▸ Entries drawn from a collection:
========================================================================
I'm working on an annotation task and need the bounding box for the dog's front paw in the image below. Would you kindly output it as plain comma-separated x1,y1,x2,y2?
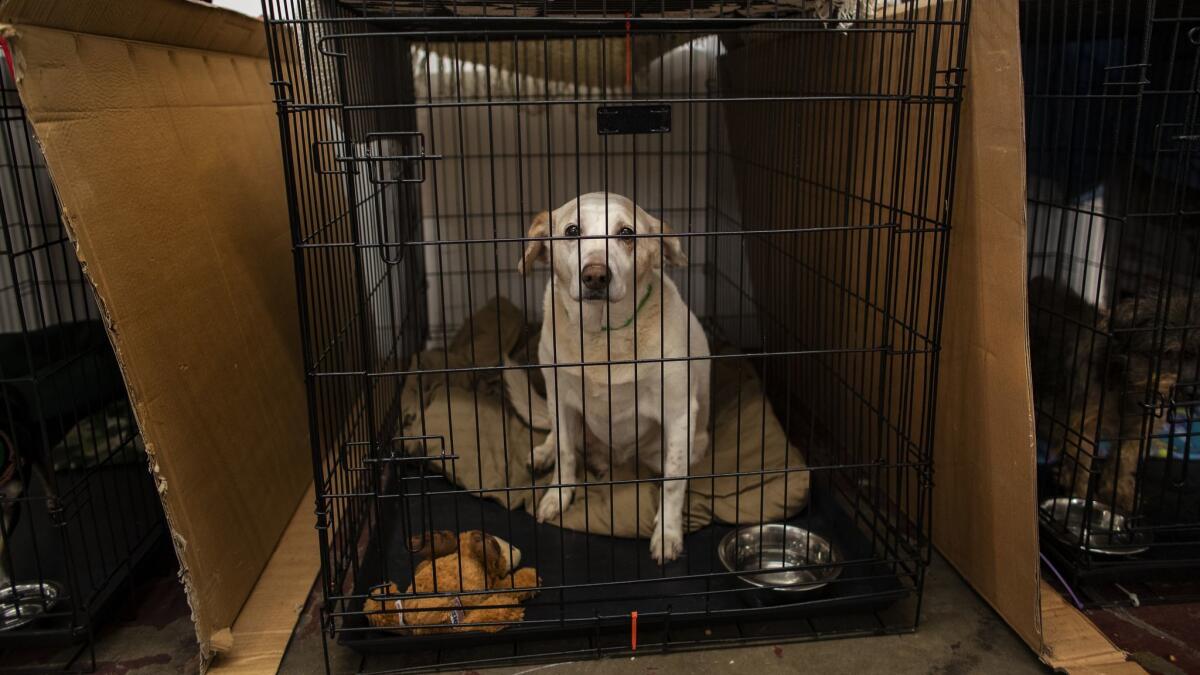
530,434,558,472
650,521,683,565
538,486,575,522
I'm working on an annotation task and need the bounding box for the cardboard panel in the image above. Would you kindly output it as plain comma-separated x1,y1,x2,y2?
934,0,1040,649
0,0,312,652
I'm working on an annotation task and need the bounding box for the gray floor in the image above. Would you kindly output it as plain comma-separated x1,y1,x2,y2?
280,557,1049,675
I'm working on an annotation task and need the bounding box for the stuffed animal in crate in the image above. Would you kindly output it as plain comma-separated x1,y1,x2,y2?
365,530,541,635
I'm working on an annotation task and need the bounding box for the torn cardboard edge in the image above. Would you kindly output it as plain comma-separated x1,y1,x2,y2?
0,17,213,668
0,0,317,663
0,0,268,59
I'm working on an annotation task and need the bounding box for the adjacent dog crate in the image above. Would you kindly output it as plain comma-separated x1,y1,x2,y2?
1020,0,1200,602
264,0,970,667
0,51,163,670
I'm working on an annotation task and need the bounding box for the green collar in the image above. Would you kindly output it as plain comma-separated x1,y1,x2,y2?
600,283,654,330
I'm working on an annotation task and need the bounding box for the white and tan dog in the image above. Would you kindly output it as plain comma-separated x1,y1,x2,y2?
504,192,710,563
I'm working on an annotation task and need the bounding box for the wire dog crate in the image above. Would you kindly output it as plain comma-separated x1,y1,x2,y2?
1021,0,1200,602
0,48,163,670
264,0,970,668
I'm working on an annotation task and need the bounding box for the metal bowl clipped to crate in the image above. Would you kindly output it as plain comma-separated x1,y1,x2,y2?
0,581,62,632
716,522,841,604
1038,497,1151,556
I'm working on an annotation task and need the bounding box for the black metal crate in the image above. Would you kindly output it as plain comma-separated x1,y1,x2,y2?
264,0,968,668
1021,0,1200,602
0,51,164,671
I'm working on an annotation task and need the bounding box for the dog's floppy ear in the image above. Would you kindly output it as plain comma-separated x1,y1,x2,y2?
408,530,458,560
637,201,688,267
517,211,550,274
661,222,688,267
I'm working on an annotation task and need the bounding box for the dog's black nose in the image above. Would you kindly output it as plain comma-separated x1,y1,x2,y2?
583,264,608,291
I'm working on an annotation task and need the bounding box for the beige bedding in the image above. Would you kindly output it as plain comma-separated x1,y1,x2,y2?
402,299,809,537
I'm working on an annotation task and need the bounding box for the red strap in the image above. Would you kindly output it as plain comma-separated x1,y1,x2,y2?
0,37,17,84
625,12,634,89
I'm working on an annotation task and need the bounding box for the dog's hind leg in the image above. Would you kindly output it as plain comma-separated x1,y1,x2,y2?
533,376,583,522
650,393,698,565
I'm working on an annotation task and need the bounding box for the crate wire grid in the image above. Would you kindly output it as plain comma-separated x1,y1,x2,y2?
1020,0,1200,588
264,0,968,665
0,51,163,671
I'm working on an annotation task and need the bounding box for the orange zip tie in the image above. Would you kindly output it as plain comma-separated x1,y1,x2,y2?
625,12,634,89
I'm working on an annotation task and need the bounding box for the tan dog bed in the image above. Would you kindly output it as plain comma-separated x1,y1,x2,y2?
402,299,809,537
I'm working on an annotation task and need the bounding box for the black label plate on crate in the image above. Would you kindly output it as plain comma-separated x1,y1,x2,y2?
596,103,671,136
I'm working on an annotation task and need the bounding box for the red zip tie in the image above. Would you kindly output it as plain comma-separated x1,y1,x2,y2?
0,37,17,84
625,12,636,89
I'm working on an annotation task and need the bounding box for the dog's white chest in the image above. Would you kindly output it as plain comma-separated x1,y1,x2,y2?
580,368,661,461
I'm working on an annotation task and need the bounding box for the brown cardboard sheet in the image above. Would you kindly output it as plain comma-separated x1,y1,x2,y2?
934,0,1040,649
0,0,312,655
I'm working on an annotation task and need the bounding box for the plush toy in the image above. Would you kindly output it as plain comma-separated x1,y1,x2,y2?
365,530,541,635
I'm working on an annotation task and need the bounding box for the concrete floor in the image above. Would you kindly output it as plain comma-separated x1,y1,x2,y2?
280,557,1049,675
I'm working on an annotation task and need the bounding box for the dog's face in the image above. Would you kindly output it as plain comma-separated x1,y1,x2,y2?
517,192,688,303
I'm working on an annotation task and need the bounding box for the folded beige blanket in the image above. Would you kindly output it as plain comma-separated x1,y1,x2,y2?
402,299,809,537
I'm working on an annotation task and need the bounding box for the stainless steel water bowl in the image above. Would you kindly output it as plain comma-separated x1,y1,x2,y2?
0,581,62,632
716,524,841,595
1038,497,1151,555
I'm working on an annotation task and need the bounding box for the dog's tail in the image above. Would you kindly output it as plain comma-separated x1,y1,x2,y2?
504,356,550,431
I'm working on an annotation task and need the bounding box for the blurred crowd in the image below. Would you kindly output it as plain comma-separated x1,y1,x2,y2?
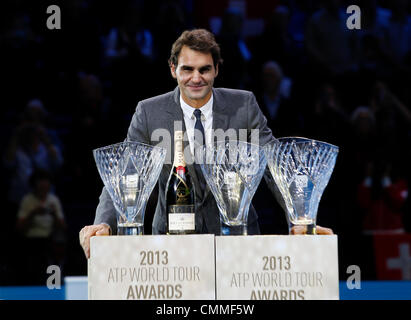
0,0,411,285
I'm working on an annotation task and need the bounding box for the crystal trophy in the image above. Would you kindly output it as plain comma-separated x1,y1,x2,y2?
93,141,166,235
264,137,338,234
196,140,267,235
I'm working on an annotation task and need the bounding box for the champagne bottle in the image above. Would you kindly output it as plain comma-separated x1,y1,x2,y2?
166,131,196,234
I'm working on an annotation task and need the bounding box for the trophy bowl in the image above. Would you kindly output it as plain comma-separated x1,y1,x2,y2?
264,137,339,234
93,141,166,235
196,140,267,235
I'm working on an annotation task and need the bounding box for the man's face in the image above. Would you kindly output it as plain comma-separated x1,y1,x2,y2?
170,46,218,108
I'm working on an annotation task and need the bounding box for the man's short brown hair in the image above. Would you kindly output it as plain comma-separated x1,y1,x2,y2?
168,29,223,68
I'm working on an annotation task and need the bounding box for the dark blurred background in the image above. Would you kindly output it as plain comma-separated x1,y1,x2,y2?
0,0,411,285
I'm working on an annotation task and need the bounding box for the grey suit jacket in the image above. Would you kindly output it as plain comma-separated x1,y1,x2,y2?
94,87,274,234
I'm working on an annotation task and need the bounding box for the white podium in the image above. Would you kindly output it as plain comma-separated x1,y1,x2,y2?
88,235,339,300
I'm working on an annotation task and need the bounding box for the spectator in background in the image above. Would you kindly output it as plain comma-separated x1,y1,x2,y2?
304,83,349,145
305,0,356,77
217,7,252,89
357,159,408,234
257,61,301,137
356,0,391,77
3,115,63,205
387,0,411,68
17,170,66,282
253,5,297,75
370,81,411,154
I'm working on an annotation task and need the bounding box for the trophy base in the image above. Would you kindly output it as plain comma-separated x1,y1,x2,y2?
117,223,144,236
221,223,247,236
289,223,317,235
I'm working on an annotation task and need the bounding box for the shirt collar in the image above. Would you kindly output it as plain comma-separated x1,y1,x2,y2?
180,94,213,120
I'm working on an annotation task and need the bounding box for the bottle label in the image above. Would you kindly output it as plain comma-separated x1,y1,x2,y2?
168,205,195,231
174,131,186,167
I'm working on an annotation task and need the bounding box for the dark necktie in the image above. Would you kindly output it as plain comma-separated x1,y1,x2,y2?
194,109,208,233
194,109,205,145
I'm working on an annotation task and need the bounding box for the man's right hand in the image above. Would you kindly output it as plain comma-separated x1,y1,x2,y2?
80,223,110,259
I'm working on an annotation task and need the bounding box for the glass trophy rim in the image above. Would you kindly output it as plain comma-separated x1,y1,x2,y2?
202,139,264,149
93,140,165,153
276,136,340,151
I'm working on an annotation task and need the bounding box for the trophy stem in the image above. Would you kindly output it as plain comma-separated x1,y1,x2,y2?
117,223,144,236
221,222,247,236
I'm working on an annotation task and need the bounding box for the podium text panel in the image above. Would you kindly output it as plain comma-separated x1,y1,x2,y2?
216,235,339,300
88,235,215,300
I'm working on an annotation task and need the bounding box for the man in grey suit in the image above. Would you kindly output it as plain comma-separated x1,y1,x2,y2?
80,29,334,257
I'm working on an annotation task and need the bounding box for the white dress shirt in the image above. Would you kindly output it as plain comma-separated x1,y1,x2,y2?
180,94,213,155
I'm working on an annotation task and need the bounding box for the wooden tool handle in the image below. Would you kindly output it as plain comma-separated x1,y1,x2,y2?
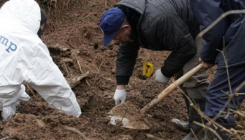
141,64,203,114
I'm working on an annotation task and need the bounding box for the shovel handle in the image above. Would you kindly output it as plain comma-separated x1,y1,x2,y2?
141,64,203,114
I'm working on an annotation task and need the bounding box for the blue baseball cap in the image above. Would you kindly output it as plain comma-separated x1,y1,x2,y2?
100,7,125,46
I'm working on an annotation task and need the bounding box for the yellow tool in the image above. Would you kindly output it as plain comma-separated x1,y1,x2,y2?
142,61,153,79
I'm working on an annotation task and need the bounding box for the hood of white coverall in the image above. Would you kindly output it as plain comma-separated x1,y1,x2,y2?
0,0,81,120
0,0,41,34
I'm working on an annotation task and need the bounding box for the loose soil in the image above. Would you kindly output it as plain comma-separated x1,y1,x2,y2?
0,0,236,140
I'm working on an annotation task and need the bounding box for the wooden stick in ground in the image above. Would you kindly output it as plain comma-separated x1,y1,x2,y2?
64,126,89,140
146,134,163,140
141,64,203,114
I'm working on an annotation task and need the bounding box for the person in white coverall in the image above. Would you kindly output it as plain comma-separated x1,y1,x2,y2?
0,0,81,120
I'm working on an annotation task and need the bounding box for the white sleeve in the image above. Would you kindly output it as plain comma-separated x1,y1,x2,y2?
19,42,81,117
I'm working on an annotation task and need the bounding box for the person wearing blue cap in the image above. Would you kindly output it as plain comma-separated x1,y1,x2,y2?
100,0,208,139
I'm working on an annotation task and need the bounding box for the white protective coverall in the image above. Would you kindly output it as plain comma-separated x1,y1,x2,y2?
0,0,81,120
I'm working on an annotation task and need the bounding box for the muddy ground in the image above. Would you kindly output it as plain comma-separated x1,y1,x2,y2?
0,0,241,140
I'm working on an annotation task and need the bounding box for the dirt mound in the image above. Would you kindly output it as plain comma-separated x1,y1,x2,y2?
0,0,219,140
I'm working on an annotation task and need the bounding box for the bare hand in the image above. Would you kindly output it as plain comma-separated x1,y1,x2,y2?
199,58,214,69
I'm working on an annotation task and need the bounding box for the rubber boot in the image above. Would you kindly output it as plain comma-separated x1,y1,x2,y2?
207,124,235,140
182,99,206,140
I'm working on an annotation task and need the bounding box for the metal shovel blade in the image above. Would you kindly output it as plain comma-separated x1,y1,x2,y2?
========================================================================
▸ REQUEST: Please output the entries from the line containing "for the podium" down through the line containing "180,94,213,155" as a two-column CSV with the header instruction,box. Give one row per entry, with its text under instruction and its answer under box, each field in quotes and any line breaks within a field replaced by spaces.

▸ ANSWER BELOW:
instruction,box
"I'm working on an annotation task and need the bounding box for the podium text panel in the image above. Would you kindly output it as plain comma-separated x1,y1,x2,y2?","216,235,339,300 88,235,215,300"
"I'm working on an annotation task and need the bounding box for the man in grey suit in the image above. Would you kindly output it as plain comma-separated x1,y1,x2,y2?","80,29,334,257"
"I'm working on an annotation task and need the bounding box for the white dress shirt in the image above. Would you kindly output it as plain comma-separated x1,y1,x2,y2?","180,94,213,155"